Among the records that follow, how many lines include the string "cymbal"? Only the number is wanted.
----
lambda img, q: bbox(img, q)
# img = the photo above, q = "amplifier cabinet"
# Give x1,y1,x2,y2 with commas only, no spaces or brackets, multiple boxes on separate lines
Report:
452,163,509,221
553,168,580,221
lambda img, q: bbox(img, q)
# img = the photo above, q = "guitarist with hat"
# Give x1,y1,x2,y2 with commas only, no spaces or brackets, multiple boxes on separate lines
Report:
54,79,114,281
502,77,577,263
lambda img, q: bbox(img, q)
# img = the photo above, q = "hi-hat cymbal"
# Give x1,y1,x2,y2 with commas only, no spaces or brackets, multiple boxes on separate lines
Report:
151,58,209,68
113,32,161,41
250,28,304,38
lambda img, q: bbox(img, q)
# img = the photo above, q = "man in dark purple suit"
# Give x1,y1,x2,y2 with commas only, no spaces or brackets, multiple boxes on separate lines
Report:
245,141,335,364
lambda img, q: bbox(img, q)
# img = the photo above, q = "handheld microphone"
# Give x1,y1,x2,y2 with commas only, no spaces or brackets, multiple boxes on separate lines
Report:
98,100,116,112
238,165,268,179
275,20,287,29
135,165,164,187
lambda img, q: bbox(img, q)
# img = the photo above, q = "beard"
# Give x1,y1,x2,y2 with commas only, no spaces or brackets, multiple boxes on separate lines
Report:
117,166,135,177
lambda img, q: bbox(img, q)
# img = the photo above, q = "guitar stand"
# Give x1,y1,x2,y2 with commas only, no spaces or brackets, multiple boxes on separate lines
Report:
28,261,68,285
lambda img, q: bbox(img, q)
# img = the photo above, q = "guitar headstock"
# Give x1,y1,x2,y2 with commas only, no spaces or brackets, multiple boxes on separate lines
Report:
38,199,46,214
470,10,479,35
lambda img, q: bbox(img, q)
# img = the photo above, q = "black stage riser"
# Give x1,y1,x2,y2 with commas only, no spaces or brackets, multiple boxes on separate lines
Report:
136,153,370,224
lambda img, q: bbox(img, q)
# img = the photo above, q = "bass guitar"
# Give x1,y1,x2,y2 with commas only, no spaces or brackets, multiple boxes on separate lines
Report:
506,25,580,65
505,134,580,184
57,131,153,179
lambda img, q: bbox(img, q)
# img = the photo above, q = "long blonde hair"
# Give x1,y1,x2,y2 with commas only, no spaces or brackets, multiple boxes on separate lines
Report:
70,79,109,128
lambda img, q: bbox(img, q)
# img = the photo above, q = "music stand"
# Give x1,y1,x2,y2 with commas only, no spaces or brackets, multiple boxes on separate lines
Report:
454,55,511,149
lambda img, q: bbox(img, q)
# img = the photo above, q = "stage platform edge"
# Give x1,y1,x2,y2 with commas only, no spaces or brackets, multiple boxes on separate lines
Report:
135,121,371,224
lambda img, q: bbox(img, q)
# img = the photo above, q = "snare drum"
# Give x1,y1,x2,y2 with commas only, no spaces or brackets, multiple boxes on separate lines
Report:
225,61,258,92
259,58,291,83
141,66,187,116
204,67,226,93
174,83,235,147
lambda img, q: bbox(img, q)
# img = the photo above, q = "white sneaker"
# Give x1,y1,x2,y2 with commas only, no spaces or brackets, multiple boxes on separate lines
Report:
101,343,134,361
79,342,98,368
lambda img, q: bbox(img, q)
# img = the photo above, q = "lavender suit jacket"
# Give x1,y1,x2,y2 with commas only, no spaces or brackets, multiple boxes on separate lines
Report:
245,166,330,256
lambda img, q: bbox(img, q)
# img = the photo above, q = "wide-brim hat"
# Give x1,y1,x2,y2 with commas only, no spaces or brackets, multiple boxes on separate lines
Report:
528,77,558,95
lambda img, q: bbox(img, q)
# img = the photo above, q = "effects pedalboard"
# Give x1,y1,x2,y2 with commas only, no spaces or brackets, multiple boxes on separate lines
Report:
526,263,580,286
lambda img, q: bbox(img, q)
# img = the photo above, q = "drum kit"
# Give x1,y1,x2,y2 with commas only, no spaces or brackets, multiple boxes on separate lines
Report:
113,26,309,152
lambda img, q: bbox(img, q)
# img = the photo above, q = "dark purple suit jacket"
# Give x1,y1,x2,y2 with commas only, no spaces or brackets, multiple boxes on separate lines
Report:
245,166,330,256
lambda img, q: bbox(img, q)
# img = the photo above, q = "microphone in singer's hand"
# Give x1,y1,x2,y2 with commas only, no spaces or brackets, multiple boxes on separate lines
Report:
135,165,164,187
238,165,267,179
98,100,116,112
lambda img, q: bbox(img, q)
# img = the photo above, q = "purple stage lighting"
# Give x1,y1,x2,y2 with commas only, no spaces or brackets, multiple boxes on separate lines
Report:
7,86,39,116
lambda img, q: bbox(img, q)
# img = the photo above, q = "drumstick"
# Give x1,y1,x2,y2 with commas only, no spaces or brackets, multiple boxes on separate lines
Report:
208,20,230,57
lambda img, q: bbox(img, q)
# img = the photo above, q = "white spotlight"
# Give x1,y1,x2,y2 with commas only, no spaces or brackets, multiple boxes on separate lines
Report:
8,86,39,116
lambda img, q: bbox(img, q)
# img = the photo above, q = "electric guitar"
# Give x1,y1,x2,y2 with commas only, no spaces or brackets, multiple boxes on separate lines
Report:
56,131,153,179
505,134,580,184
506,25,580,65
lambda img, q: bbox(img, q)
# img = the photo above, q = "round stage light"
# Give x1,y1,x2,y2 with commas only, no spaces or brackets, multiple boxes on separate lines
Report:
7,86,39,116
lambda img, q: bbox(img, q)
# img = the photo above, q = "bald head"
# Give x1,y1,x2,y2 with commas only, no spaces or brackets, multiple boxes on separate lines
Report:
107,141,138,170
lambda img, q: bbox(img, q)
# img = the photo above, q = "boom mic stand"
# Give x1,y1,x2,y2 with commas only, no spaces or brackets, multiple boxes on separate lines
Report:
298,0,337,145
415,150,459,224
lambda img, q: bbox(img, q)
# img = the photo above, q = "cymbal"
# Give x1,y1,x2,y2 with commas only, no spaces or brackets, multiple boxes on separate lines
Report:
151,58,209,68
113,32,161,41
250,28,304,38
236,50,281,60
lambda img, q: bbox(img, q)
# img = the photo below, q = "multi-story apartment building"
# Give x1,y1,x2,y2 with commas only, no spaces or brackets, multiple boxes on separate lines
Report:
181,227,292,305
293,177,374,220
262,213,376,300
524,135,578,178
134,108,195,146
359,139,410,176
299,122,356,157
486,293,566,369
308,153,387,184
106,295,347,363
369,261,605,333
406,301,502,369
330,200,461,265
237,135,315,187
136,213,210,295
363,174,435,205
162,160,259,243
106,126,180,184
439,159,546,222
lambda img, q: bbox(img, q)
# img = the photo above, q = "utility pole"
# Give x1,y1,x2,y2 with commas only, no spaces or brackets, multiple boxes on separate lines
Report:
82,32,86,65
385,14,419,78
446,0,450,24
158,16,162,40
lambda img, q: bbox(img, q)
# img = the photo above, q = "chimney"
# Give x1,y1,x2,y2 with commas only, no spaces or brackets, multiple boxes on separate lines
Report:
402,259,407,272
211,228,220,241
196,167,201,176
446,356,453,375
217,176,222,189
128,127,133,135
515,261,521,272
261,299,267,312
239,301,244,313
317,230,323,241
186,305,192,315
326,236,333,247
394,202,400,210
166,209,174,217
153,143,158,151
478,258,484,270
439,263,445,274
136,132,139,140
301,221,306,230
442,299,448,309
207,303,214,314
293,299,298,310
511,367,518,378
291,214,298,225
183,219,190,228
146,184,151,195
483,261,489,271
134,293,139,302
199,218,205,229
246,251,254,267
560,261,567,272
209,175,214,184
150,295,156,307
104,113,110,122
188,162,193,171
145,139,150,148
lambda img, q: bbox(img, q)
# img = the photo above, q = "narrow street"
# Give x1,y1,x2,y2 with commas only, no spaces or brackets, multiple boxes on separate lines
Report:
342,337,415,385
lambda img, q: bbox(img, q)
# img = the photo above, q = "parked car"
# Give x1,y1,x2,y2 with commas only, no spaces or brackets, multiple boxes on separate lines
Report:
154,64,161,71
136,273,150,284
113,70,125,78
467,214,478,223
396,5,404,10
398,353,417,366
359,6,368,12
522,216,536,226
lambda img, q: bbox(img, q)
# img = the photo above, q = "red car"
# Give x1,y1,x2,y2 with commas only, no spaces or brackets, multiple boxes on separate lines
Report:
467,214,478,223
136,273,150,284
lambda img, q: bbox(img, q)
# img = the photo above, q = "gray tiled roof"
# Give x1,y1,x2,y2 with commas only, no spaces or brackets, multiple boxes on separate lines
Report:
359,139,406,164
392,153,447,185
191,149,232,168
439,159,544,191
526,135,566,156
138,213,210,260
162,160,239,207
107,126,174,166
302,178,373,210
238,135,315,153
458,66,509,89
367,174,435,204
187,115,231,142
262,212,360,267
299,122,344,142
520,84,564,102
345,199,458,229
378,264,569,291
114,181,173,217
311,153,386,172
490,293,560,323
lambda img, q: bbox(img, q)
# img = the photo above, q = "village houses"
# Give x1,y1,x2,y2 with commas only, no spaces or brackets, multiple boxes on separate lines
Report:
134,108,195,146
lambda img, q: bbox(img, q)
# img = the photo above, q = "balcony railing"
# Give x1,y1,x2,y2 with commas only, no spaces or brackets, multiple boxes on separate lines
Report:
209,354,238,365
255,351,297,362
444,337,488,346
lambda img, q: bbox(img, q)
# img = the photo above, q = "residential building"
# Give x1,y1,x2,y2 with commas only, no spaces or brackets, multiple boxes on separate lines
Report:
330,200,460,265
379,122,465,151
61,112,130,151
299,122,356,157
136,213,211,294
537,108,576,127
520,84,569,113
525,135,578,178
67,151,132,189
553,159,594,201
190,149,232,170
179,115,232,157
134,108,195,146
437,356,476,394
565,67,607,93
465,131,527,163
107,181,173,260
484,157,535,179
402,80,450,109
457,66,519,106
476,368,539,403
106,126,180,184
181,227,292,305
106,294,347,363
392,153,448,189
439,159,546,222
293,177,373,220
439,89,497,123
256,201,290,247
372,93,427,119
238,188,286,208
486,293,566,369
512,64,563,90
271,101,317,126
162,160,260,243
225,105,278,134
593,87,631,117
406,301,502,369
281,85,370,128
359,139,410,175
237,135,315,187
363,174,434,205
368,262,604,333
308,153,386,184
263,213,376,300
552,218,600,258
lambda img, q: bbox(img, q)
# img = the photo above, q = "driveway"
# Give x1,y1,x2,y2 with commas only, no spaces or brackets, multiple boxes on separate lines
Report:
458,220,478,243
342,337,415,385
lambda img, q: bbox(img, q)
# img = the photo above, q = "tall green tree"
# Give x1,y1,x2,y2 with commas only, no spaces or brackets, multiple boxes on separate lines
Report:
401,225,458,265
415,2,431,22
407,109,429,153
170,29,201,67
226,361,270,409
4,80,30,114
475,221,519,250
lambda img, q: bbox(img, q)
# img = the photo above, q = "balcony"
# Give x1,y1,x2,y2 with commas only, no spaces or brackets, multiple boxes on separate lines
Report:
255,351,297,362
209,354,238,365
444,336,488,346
----
WRITTEN ANSWER
2